##### Given records
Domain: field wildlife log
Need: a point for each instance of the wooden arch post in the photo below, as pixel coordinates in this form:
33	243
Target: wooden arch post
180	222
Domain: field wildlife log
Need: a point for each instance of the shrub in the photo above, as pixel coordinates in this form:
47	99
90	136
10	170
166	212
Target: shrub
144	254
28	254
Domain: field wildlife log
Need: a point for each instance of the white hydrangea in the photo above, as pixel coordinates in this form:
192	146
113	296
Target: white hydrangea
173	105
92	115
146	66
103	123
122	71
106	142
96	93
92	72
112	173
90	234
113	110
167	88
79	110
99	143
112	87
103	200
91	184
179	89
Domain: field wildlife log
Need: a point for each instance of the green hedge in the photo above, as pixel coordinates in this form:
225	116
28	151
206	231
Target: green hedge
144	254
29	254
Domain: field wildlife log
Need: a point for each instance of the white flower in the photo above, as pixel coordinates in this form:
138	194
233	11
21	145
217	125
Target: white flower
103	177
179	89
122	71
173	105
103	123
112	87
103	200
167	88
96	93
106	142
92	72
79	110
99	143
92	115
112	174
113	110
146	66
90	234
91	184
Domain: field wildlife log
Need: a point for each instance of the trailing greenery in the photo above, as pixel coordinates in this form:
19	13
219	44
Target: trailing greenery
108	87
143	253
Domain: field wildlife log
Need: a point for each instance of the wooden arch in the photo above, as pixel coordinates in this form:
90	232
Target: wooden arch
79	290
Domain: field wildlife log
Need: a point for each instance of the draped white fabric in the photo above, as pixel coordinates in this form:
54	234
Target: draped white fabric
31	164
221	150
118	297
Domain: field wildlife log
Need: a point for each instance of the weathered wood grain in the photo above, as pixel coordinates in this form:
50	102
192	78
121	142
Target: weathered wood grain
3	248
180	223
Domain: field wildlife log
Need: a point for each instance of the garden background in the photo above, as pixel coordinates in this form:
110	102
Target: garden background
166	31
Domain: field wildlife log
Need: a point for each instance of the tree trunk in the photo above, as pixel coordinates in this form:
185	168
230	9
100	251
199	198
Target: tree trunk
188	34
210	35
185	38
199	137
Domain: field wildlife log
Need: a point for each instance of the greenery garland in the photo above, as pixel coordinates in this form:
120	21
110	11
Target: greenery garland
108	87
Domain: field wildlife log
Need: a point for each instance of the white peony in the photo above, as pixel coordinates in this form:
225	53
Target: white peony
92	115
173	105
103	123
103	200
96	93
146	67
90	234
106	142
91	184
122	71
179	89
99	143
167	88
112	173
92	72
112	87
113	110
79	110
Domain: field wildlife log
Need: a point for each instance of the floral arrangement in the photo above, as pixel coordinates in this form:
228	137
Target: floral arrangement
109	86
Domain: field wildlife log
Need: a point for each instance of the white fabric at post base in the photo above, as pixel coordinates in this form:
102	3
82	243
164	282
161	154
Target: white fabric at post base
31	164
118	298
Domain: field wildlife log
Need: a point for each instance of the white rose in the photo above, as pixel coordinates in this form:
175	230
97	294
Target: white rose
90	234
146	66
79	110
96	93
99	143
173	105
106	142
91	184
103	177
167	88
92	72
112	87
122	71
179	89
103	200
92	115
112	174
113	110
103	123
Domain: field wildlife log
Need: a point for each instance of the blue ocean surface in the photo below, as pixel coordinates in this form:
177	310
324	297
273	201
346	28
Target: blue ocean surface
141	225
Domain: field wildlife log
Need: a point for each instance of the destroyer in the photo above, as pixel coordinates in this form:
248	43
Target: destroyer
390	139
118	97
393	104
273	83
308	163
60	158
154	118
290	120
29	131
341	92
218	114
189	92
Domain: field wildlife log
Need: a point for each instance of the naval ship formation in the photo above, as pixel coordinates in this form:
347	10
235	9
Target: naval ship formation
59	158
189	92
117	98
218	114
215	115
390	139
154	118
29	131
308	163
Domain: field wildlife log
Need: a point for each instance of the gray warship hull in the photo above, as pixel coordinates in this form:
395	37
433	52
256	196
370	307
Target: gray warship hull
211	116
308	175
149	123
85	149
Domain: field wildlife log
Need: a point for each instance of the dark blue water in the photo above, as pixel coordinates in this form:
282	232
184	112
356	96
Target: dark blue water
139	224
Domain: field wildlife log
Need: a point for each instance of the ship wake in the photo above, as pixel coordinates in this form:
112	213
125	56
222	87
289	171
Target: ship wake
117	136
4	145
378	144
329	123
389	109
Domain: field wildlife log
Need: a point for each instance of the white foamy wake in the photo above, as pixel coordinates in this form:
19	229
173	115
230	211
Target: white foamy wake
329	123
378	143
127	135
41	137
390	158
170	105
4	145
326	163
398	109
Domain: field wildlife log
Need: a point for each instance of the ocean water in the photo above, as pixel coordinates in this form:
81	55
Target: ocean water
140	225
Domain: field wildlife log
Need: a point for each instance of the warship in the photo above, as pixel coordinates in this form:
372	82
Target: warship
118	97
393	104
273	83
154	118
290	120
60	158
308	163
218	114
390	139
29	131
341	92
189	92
##########
* **Instructions for the task**:
Lines above with the string "below" need to be found and copied.

* **Task result**:
Need: a point for each instance of the wooden arch post in the photo below, as pixel coordinates in this form:
Need: a point for each instance of the blue ocean surface in the photo below, as pixel coordinates in this form:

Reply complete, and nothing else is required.